-- TEXT SEGMENT --
++++++

Faith Ngwenya, Saipa Technical and Standards Executive, said that South Africans were angry, frustrated and despondent over the rampant corruption in both the country’s public and private sectors.
Ngwenya was speaking on Friday during a webinar with the Black Business Council on how the Special Investigating Unit (SIU) was approaching its fight against corruption.
“Corruption cuts to the very fabric that makes us a society, we have many problems as country such as unemployment which really is something that should be worrying us, we have poverty, inequality, gender-based violence and very low economic growth and in the last two years we have got Covid-19 ravaging the country and the last thing we should be worrying about is corruption.
“Unfortunately it (corruption) becomes the biggest beast that we have to face and the problem with corruption is that it permeates all of these areas and it is the reason why we have got such high unemployment, it leads to the crimes that we are seeing and why the economy is growing at the rate that we don’t want to see it growing,” Ngwenya said.
She said that the rampant corruption sometimes left them wondering whether the institutions that had been established to safeguard the country against corrupt elements were doing their jobs.
She added that the country's citizens had become angry and despondent because acts of corruption robbed the poorest of the poor of basic needs that would make their lives better.
"We have got the South African Constitution, hailed as the best constitution worldwide, and it envisages a society that is based on democratic values, social justice and fundamentally it is based on human rights, but with the way that things are going I think that envisaged society which is based on democratic values, human rights, is a thing that's never going to happen.
"That is because corruption has really become and continues to be the greatest threat to any possibility of realising our constitutional dream. It's not all doom and gloom, we still have hope that with institutions like the SIU, the public protector and a number of other Chapter 9 institutions we might really win this fight. But, it really is going to take us facing our demons, being able to speak frankly about it and trying to find a common solution," Ngwenya said.
She added that due to corruption the country's institutions were waning, businesses collapsing and that the situation became even more dire for black businesses who were hard hit because of corruption in both the private and public sectors.

++++++

-- LISTED RECORDS --
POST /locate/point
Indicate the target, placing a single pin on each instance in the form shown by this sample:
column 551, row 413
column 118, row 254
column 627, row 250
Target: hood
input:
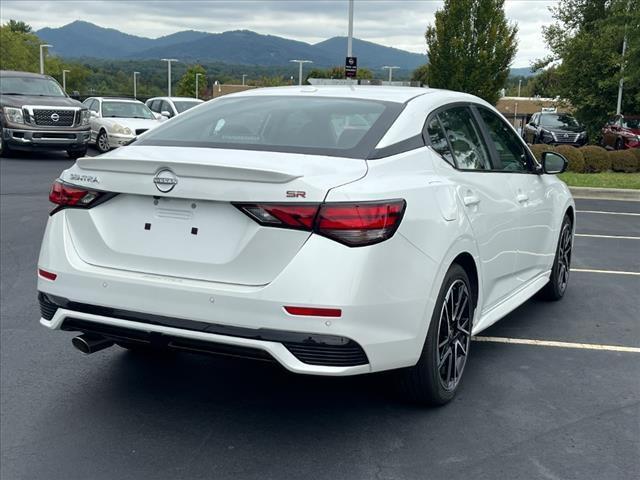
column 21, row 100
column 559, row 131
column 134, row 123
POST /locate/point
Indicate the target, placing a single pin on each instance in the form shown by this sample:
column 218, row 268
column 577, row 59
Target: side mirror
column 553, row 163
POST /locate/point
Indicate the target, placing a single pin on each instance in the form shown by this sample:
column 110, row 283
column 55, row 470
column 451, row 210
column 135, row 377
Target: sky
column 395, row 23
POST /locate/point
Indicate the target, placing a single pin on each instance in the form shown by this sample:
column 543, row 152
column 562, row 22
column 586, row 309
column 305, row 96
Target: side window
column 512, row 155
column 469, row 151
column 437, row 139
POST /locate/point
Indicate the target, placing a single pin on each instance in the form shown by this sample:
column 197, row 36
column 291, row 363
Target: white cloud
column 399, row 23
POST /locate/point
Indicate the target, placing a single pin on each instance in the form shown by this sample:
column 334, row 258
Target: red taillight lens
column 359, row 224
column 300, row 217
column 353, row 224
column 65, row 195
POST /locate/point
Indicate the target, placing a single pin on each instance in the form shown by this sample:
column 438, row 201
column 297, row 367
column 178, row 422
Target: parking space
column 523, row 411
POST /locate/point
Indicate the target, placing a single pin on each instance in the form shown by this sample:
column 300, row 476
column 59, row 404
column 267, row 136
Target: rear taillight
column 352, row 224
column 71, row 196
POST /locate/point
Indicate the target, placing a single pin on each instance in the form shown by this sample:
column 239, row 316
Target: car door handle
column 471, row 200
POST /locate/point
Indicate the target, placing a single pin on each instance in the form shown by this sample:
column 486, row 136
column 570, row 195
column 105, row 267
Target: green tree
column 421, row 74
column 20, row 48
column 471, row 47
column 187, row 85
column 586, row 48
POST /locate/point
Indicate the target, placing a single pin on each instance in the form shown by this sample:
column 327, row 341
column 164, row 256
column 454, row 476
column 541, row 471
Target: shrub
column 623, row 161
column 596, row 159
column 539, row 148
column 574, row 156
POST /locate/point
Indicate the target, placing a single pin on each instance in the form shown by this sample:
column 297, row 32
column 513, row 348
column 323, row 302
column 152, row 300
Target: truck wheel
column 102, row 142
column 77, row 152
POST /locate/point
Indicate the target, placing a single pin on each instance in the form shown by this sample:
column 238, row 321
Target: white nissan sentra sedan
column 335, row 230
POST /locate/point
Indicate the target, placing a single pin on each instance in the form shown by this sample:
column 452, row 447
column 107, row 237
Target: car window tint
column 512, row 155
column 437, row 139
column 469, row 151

++++++

-- AIM OF THE TASK --
Change the corruption text from "She added that the" to "their lives better.", replacing "basic needs" with "essential needs". The entries have no connection to the text on corruption.

-- ANSWER BELOW --
She added that the country's citizens had become angry and despondent because acts of corruption robbed the poorest of the poor of essential needs that would make their lives better.